TASK TO CARRY OUT >> In the Inc42 predictions article, how many major predictions are made for the Indian tech and startup ecosystem in 2024?

EXCERPT >>
------

Inc42’s Indian Tech & Startup Predictions For 2024

Inc42’s Indian Tech & Startup Predictions For 2024

SUMMARY

Despite the nature of ever-evolving technology in the current age, we look to see where the Indian tech and startup ecosystem is heading with our predictions for 2024

With each passing year — and we have had 10 years of recaps and predictions — the future of technology seems less and less certain. But despite the nature of ever-evolving technology, we try to predict where the Indian tech and startup ecosystem is heading.

And so it is in 2024, after the past year that has had its fair share of challenges, success stories and everything in between. We have, of course, taken a look at how the key sectors will look in the new year in our Indian Tech Outlook 2024 series, but there are still some bigger questions to answer:

  • Are startups and IPO-bound companies ready for geopolitical headwinds and setbacks?
  • Will policies and laws around emerging technologies hold back innovation or spur it?
  • Which sectors will face the biggest test with the rise of emerging technologies and regulations around these new areas?
  • How will generative AI change the game in 2024 — not only for startups but also for tech behemoths?
  • How will the focus on profitability and sustainable models impact Indian VCs, startups and listed tech cos?
  • How will the corporate governance debacles of the past two years impact VCs and founders?

We made 24+ predictions last year, and roughly 50% of them were on the mark, while a fair few were just shy of hitting and might come to happen this year. But this time we have eight major predictions for the Indian tech and startup ecosystem for 2024 — along with nine micro-trends that we foresee.

Consumer Services — Get Ready To Pay More For Streaming, Deliveries, Mobility

Platform fees became a thing in 2023 and they are unlikely to be phased out, especially given the clear revenue spike these fees have given to the likes of Swiggy and Zomato.

While Zomato reported two profitable quarters in FY24, Swiggy is also said to be on track to hit the milestone of profitability sometime in 2024. What’s more — both are now charging restaurants a per-order fee as well. So, in some ways, the food delivery giants are turning into double-sided marketplaces.

Quick Commerce Joins Fee Spree: When it comes to quick commerce, similar fees are being tacked on to every order under various names such as handling charges or packaging charges, so expect big announcements from Zepto, Blinkit and Instamart about unit economics improvements.

------

DATA EXCERPT >>
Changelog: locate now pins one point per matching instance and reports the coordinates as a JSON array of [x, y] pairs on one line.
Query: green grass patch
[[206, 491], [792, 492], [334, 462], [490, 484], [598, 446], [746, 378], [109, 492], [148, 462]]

------

RESULT OF THIS TASK >> Eight major predictions, along with nine micro-trends.